_Document segment_:
········

Test statistics under normality

$\,$

Goals

Derive confidence intervals for the coefficients under the normal assumption
- Introduce the chi squared and student t distributions
- For a fixed variance (normal intervals)
- For an unknown variance (student-t intervals)

Pivots for fixed variance

In the last lecture, we computed confidence intervals for a sample mean by constructing a pivot — an invertible transformation of our data, depending on the unknown parameter, which has a fixed, known distribution. We then inverted the pivot to form confidence intervals. In this lecture, we’ll do the same thing for a coefficient in a linear regression under the “Normal Assumptions:”

\[ \begin{aligned} \y_n =& \betav^\trans \xv_n + \res_n & \res_n \sim \gauss{0, \sigma^2}. \end{aligned} \]

Recall that we showed that, under the normal assumptions,

\[ \betavhat \sim \gauss{\betav, \sigma^2 (\X^\trans \X)^{-1}}. \]

Suppose we want to form a confidence interval for coefficient $p$ of $\betav$, i.e., for $\beta_p$. How can we use the distribution of $\betavhat$ to get a pivot depending on $\beta_p$?

First, take $\ev_p$ to be the vector with $1$ in the $p$ location and $0$ elsewhere, and note that $\beta_p = \ev_p^\trans \betav$. Then, by normality,

\[ \begin{aligned} \betahat_p = \ev_p^\trans \betavhat \sim& \gauss{\ev_p^\trans \betav, \sigma^2 \ev_p^\trans (\X^\trans \X)^{-1} \ev_p } = \gauss{\beta_p, \sigma^2 \v_p }, \textrm{ where }\\ \v_p =& \left( (\X^\trans \X)^{-1} \right)_{pp} \textrm{, the p-th diagonal of }(\X^\trans\X)^{-1}, \end{aligned} \]

Note that $\left( (\X^\trans \X)^{-1} \right)_{pp} \ne \left( (\X^\trans \X)_{pp} \right)^{-1}$! You must invert first, then take the $p$–th diagonal.

If we knew $\sigma^2$ then we could form the pivot

\[ \frac{\betahat_p - \beta_p}{\sigma \sqrt{\v_p}} \sim \gauss{0, 1}, \]

giving the corresponding two–sided confidence interval for $\beta_p$,

\[ \betahat_p \pm q_\alpha \sigma \sqrt{\v_p}, \]

where $-q_\alpha$ is the $\alpha / 2$ quantile of the standard normal distribution. The problem is we typically don’t actually know $\sigma^2$, and so have to estimate it. And that estimate will have some sampling variability which we must account for.

········

_Source records_:
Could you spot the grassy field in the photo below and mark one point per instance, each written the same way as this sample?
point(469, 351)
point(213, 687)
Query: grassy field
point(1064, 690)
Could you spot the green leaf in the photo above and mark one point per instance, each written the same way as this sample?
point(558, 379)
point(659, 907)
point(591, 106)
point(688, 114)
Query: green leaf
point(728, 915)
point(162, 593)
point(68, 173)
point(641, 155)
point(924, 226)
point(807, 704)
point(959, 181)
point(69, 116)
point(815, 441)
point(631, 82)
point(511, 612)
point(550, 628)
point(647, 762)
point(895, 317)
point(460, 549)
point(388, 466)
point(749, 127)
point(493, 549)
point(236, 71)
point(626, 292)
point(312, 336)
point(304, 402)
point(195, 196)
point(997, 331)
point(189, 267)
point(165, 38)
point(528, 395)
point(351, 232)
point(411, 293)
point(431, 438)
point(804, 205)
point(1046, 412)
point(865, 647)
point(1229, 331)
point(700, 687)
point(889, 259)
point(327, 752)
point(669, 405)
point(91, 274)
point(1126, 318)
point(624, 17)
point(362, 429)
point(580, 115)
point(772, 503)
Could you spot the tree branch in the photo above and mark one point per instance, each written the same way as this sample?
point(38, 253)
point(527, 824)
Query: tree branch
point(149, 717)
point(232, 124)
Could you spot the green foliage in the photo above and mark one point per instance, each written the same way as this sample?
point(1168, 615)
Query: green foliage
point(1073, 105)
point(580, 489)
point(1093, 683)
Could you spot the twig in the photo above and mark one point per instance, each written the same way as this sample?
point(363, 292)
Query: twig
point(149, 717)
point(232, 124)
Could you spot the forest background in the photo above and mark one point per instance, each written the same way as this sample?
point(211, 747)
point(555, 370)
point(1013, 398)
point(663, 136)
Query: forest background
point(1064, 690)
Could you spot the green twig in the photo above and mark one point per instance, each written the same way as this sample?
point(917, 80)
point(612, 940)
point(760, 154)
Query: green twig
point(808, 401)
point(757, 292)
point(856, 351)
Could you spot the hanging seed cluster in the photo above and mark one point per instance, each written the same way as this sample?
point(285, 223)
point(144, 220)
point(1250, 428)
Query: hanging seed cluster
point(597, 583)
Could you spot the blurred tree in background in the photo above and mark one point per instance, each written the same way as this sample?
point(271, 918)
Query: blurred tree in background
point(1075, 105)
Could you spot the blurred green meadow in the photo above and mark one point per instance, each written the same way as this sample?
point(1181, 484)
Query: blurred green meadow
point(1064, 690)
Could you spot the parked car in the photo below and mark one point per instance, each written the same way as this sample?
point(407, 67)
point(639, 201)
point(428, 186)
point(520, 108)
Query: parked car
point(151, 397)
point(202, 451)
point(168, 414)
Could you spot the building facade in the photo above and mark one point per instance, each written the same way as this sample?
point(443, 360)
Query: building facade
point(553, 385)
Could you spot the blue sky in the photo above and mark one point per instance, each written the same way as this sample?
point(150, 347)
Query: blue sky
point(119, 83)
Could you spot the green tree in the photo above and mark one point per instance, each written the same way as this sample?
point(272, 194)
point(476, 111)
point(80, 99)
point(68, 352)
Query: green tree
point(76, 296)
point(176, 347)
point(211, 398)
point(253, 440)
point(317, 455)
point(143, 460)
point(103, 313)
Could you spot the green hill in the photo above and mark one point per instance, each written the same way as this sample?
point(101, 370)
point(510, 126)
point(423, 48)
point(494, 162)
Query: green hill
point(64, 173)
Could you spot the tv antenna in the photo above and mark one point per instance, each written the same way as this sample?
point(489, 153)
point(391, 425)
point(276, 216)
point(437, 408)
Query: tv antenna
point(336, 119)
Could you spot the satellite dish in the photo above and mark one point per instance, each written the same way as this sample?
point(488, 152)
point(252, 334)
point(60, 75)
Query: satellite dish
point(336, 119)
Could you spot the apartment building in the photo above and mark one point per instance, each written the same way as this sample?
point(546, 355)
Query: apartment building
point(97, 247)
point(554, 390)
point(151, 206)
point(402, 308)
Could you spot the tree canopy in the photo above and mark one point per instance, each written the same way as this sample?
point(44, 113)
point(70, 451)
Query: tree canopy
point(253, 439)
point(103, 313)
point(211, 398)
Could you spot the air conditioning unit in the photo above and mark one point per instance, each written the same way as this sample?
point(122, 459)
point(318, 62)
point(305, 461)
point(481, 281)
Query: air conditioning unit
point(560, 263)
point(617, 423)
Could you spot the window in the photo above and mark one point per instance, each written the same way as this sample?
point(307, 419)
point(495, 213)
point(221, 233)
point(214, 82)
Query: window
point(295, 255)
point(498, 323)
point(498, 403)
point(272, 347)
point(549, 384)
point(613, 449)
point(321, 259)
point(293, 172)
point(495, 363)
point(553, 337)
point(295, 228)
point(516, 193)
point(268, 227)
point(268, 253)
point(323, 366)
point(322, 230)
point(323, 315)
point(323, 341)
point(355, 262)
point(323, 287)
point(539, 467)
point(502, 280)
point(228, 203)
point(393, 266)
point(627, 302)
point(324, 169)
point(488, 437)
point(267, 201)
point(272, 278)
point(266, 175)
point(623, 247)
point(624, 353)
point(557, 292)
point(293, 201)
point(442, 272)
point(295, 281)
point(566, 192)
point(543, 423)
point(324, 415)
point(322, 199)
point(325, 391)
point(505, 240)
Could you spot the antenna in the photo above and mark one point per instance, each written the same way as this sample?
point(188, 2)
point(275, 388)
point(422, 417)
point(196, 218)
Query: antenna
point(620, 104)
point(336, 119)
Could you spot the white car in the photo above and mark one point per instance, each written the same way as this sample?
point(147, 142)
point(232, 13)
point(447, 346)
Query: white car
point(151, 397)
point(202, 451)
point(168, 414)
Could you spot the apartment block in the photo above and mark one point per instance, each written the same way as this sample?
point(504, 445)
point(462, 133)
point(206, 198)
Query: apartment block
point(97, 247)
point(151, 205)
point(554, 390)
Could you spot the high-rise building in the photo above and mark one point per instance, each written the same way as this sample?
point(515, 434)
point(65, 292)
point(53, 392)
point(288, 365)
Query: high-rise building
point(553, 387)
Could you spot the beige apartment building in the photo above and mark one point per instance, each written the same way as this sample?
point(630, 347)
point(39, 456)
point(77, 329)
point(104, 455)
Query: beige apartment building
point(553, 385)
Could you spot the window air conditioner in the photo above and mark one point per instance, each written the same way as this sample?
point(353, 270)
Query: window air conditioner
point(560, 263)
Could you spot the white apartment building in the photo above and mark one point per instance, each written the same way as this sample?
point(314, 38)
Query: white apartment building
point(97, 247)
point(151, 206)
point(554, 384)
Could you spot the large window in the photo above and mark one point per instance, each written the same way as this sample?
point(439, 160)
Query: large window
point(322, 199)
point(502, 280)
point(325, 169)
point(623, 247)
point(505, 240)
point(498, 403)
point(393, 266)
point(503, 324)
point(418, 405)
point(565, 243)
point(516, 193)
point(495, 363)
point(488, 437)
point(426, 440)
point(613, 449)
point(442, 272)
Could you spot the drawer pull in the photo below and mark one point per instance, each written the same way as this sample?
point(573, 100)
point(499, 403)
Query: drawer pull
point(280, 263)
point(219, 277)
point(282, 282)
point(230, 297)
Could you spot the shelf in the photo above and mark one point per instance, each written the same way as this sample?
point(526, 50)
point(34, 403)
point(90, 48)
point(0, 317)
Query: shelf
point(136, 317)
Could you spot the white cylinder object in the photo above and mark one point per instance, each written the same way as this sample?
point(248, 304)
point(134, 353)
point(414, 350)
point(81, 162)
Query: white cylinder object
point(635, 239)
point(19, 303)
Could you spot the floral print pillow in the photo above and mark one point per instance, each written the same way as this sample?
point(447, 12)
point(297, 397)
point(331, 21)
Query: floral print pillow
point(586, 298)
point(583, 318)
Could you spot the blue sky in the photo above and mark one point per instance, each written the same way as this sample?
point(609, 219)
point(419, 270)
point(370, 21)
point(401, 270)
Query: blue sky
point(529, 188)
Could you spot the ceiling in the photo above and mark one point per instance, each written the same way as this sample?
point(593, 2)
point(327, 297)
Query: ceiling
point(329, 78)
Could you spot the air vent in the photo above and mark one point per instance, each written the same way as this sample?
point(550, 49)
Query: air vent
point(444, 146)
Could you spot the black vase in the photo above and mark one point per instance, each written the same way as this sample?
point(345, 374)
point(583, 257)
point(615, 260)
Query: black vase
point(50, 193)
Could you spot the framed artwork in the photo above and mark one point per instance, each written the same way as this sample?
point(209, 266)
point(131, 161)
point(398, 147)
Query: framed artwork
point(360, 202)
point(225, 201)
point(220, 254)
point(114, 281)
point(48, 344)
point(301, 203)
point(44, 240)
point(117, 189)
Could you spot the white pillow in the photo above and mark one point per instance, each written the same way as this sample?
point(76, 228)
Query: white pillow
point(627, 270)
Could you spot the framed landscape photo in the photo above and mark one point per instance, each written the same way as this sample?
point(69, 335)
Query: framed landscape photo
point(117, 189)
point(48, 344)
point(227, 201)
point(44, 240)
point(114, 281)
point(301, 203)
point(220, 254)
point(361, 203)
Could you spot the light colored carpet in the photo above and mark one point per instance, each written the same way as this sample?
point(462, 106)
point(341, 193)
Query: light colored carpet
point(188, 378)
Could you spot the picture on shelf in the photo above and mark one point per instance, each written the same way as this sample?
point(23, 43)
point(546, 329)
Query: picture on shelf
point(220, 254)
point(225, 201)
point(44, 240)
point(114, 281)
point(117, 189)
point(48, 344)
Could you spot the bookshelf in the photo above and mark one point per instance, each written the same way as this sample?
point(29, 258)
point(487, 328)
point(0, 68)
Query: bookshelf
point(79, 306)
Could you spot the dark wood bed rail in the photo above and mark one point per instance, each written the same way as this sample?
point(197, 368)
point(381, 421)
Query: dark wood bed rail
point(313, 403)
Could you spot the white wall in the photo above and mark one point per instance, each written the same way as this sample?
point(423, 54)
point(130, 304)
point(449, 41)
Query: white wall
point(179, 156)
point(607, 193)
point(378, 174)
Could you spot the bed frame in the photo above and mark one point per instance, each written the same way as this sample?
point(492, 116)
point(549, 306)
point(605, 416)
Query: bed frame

········

_Tasks and exercises_:
a) Find every line of the rows that contains the string "rail", treating uppercase and lowercase as different, and copy each such line.
b) Carry on the passage on confidence intervals for regression coefficients from the point where it stops.

_Outputs in order_:
a)
Could you spot the dark wood bed rail in the photo above and mark one point per instance, each written the same way as this sample?
Query: dark wood bed rail

b)
Estimating the residual variance

How can we estimate $\sigma^2$? If we actually observed the residuals, by the LLN we could use

\[ \frac{1}{N} \sumn \res_n^2 \rightarrow \sigma^2. \]

But $\res_n = \y_n - \xv_n^\trans \betav$, and we don’t know $\betav$. A reasonable substitute is sample residuals $\reshat_n = \y_n - \xv_n^\trans \betavhat$, since

\[ \begin{aligned} \reshat_n^2 =& \left(\y_n - \betavhat^\trans \xv_n \right)^2 \\=& \left(\y_n - \betavhat^\trans \xv_n - \betav^\trans \xv_n + \betav^\trans \xv_n \right)^2 \\=& \left(\res_n + (\betav - \betavhat)^\trans \xv_n \right)^2, \end{aligned} \]

and we know that $\betavhat - \betav \rightarrow 0$ as $N \rightarrow \infty$. It turns out we can be even more precise than this under the normal assumption, using some insights from linear algebra, and defining a new distribution.

Residual variance as a chi squared variable

We’ll need a special random variable called a chi-squared (I will write $\chisq{K}$) random variable. One way to define it is as follows.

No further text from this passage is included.